## [Selected text]

┏━━

We got packed and booted up for the day and Mark drove us to Tayinloan car park. It was an awkward moment, because I knew that it would be hard for Mark to be waving us off instead of coming along with us, but he gave me a hug and wished us all good luck and then went off to see a doctor. It felt a bit weird - we'd done all of The WHW together and I'd just assumed we'd be doing this one together, too. I did a little filming, explaining Mark's absence and outlining the details of what we had to travel through today and then we set off at 08:55 a.m.



Up into the forest ....

The weather was grey and overcast and I suspected that we'd be lucky to get away without getting dumped upon. I noted that it was September 5th and this had something of a history as far as mine and Mark's walking was concerned, as it was exactly a year ago during the completion of the WHW that we'd spent the day getting absolutely lashed by heavy rain for several hours. It just hadn't let up and the three of us (we had met up with a Glaswegian lady by the name of Kathryn and formed a friendship which saw us complete The Way together) had got thoroughly soaked, despite our expensive waterproof gear. We had forever termed the day 'Wet Tuesday' and I now looked doubtfully up at the sky, hoping to be spared a repetition.

┗━━

## [Material shown]
┏━━

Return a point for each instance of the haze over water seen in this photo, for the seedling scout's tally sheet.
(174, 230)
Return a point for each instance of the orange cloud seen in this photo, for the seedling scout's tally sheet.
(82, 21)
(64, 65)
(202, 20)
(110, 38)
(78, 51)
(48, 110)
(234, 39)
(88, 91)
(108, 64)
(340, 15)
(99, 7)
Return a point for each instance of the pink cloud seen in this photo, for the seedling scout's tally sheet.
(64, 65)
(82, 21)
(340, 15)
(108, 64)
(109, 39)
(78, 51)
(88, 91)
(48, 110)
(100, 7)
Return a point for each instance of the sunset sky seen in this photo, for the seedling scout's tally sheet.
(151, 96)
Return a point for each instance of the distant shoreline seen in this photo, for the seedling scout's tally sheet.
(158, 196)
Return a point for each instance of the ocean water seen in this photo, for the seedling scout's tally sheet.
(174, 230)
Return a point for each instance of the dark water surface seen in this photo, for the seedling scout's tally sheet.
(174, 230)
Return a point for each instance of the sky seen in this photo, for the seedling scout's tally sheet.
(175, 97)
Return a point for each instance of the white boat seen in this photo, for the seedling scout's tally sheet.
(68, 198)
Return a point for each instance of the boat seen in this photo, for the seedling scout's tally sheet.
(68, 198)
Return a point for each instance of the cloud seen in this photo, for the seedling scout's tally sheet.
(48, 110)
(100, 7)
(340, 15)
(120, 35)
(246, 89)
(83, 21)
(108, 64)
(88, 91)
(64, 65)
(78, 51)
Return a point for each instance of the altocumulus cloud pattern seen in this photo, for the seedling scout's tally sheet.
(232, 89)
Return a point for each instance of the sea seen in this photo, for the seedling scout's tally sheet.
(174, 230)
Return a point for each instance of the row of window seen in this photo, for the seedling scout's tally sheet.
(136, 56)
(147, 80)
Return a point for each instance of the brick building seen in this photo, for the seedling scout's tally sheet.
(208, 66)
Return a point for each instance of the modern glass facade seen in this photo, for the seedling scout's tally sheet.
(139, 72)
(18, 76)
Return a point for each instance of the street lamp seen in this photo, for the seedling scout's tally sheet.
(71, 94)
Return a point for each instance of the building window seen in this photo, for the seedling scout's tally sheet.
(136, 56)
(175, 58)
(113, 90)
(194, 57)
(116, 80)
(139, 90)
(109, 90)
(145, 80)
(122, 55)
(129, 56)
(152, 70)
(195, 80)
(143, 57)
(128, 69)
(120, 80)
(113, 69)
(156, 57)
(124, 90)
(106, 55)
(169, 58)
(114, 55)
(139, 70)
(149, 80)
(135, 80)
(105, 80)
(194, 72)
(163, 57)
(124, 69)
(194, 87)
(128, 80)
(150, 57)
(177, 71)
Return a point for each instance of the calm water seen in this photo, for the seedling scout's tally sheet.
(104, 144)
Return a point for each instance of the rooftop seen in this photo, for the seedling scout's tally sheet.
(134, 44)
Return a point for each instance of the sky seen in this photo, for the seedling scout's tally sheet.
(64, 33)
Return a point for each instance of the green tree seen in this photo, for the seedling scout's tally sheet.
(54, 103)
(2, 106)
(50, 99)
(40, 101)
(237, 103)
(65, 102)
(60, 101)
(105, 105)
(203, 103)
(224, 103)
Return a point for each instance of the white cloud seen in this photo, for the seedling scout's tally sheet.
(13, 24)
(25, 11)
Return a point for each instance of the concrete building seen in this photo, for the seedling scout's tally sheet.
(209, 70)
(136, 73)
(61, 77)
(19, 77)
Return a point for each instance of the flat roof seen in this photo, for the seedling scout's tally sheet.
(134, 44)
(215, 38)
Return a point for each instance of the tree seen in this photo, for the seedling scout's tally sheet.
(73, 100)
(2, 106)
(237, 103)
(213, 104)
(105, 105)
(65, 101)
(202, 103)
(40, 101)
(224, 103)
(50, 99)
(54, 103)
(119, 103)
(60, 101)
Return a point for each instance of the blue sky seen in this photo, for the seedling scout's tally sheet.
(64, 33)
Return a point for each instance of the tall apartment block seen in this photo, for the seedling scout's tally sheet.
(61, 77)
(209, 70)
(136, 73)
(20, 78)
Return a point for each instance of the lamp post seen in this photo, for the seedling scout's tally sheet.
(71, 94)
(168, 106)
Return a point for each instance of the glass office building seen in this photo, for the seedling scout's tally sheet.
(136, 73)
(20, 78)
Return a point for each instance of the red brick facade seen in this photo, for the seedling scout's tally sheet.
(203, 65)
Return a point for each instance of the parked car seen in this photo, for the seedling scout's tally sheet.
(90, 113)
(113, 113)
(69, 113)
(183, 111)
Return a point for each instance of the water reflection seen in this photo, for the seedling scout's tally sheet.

┗━━

## [Task list]
• A. List every name of a person, a place, or a walking route that appears in the walk text, in order of first appearance.
• B. Copy out the listing word for word, from the line containing "Return a point for each instance of the concrete" through the listing's last line, keeping both ends.

## [Solutions to the exercise]
• A.
Mark
Tayinloan car park
The WHW
Kathryn
The Way

• B.
Return a point for each instance of the concrete building seen in this photo, for the seedling scout's tally sheet.
(209, 70)
(136, 73)
(61, 77)
(19, 77)
Return a point for each instance of the flat roof seen in this photo, for the seedling scout's tally sheet.
(134, 44)
(215, 38)
Return a point for each instance of the tree seen in this photo, for the seedling scout's tally sheet.
(73, 100)
(2, 106)
(237, 103)
(213, 104)
(105, 105)
(65, 101)
(202, 103)
(40, 101)
(224, 103)
(50, 99)
(54, 103)
(119, 103)
(60, 101)
Return a point for each instance of the blue sky seen in this photo, for the seedling scout's tally sheet.
(64, 33)
Return a point for each instance of the tall apartment block seen in this photo, for the seedling scout's tally sheet.
(61, 77)
(209, 70)
(136, 73)
(20, 78)
Return a point for each instance of the lamp post seen in this photo, for the seedling scout's tally sheet.
(71, 94)
(168, 106)
Return a point for each instance of the glass office building seen in this photo, for the seedling scout's tally sheet.
(136, 73)
(20, 78)
Return a point for each instance of the red brick facade seen in this photo, for the seedling scout's tally sheet.
(203, 65)
Return a point for each instance of the parked car seen in this photo, for the seedling scout's tally sheet.
(90, 113)
(113, 113)
(69, 113)
(183, 111)
Return a point for each instance of the water reflection seen in this photo, for the seedling scout's tally sheet.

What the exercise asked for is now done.